Reproduce the passage on Philip's council word for word, starting at "His council consisted" and ending at "heart of Philip.".

Document section:

····················

His council consisted of five or six Spanish grandees, the famous Ruy
Gomez, then Count of Melito, afterwards Prince of Eboli; the Duke of
Alva, the Count de Feria, the Duke of Franca Villa, Don Antonio Toledo,
and Don Juan Manrique de Lara. The "two columns," said Suriano, "which
sustain this great machine, are Ruy Gomez and Alva, and from their
councils depends the government of half the world." The two were ever
bitterly opposed to each other. Incessant were their bickerings, intense
their mutual hate, desperate and difficult the situation of any man,
whether foreigner or native, who had to transact business with the
government. If he had secured the favor of Gomez, he had already earned
the enmity of Alva. Was he protected by the Duke, he was sure to be cast
into outer darkness by the favorite.--Alva represented the war party,
Ruy Gomez the pacific polity more congenial to the heart of Philip.
The Bishop of Arras, who in the opinion of the envoys was worth them all
for his capacity and his experience, was then entirely in the background,
rarely entering the council except when summoned to give advice in
affairs of extraordinary delicacy or gravity. He was, however, to
reappear most signally in course of the events already preparing. The
Duke of Alva, also to play so tremendous a part in the yet unborn history
of the Netherlands, was not beloved by Philip. He was eclipsed at this
period by the superior influence of the favorite, and his sword,
moreover, became necessary in the Italian campaign which was impending.
It is remarkable that it was a common opinion even at that day that the
duke was naturally hesitating and timid. One would have thought that his
previous victories might have earned for him the reputation for courage
and skill which he most unquestionably deserved. The future was to
develop those other characteristics which were to make his name the
terror and wonder of the world.
The favorite, Ruy Gomez da Silva, Count de Melito, was the man upon whose
shoulders the great burthen of the state reposed. He was of a family
which was originally Portuguese. He had been brought up with the King,
although some eight years his senior, and their friendship dated from
earliest youth. It was said that Ruy Gomez, when a boy, had been
condemned to death for having struck Philip, who had come between him and
another page with whom he was quarrelling. The Prince threw himself
passionately at his father's feet, and implored forgiveness in behalf of
the culprit with such energy that the Emperor was graciously pleased to
spare the life of the future prime minister. The incident was said to
have laid the foundation of the remarkable affection which was supposed
to exist between the two, to an extent never witnessed before between
king and subject. Ruy Gomez was famous for his tact and complacency, and
omitted no opportunity of cementing the friendship thus auspiciously
commenced. He was said to have particularly charmed his master, upon one
occasion, by hypocritically throwing up his cards at a game of hazard
played for a large stake, and permitting him to win the game with a far
inferior hand. The King learning afterwards the true state of the case,
was charmed by the grace and self-denial manifested by the young
nobleman. The complacency which the favorite subsequently exhibited in
regard to the connexion which existed so long and so publicly between his
wife, the celebrated Princess Eboli, and Philip, placed his power upon an
impregnable basis, and secured it till his death.

····················

Records shown:
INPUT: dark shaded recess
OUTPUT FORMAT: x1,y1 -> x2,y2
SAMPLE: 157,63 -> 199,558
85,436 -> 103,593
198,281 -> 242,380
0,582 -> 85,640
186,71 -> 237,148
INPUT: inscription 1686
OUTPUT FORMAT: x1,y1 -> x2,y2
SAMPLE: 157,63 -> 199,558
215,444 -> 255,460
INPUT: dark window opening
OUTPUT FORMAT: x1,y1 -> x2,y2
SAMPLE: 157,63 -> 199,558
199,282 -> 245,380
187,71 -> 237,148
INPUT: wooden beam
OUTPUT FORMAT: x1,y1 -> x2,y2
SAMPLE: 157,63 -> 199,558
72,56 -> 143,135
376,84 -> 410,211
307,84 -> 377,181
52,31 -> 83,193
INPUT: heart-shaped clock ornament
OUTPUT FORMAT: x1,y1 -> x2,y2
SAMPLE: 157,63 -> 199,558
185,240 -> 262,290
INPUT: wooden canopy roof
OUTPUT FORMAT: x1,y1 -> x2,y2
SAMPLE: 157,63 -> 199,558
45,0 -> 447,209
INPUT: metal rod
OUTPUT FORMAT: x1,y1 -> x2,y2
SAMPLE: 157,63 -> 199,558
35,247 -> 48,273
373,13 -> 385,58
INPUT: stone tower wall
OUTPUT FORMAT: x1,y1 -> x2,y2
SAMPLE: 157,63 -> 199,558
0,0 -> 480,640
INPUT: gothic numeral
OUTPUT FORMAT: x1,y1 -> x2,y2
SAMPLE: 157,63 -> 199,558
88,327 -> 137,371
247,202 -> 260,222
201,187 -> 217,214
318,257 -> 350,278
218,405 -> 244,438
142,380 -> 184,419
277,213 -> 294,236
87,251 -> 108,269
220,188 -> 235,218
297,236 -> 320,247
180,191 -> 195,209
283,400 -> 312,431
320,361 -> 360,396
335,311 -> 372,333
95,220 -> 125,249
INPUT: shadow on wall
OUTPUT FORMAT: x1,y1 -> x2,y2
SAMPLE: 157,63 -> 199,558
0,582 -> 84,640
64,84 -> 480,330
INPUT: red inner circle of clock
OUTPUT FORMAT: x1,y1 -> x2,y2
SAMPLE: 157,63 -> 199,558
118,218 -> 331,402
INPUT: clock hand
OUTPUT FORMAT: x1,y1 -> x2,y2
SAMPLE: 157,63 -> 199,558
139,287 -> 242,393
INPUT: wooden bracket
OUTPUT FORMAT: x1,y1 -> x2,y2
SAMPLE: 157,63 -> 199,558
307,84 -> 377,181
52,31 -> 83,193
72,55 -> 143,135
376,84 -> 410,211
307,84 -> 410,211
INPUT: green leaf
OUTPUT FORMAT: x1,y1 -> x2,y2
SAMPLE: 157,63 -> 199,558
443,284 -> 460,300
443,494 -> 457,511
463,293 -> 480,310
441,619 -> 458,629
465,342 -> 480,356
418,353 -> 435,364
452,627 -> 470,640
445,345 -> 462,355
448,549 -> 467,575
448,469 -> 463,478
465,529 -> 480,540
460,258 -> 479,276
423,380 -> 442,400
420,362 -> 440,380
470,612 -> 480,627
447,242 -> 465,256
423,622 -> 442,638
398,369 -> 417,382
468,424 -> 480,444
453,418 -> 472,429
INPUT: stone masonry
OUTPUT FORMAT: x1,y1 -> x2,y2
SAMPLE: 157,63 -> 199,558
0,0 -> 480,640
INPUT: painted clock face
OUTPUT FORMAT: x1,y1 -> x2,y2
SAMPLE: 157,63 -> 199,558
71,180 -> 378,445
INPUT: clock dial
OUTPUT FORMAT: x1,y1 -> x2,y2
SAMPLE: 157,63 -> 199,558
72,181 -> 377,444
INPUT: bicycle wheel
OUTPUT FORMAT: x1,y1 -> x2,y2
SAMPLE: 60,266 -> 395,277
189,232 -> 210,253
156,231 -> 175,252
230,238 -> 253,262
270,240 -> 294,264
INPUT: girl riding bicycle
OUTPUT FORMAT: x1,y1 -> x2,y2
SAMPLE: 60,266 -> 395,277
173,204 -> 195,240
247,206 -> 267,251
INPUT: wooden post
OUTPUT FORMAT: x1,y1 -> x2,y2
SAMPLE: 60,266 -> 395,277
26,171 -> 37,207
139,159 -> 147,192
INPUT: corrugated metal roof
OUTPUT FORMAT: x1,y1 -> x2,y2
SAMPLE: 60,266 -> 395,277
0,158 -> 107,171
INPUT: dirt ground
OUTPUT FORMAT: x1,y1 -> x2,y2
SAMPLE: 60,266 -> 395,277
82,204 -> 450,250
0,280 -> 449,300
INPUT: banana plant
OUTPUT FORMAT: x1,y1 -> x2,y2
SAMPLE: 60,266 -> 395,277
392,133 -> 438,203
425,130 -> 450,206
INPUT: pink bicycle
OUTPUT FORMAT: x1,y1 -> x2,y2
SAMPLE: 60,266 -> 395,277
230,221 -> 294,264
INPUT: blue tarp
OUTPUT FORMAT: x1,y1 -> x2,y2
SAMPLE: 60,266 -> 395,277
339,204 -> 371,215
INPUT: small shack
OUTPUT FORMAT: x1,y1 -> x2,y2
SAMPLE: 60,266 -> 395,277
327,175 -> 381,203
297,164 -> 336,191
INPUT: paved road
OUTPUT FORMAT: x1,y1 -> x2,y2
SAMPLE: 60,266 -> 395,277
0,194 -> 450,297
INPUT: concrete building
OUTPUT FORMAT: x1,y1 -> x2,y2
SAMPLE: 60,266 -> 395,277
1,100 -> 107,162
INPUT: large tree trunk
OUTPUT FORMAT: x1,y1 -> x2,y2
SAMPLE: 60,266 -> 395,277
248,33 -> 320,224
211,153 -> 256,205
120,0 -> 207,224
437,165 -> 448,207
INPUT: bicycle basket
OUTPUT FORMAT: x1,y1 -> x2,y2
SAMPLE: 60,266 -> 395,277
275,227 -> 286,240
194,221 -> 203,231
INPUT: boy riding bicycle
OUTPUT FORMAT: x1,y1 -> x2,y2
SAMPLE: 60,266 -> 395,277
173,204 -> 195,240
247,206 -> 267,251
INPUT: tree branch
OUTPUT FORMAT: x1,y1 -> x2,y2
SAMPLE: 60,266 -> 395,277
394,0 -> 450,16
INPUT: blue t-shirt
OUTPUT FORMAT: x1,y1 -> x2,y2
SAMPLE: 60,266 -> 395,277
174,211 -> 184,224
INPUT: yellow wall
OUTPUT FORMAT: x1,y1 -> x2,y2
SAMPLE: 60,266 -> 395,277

····················

Reply:
His council consisted of five or six Spanish grandees, the famous Ruy
Gomez, then Count of Melito, afterwards Prince of Eboli; the Duke of
Alva, the Count de Feria, the Duke of Franca Villa, Don Antonio Toledo,
and Don Juan Manrique de Lara. The "two columns," said Suriano, "which
sustain this great machine, are Ruy Gomez and Alva, and from their
councils depends the government of half the world." The two were ever
bitterly opposed to each other. Incessant were their bickerings, intense
their mutual hate, desperate and difficult the situation of any man,
whether foreigner or native, who had to transact business with the
government. If he had secured the favor of Gomez, he had already earned
the enmity of Alva. Was he protected by the Duke, he was sure to be cast
into outer darkness by the favorite.--Alva represented the war party,
Ruy Gomez the pacific polity more congenial to the heart of Philip.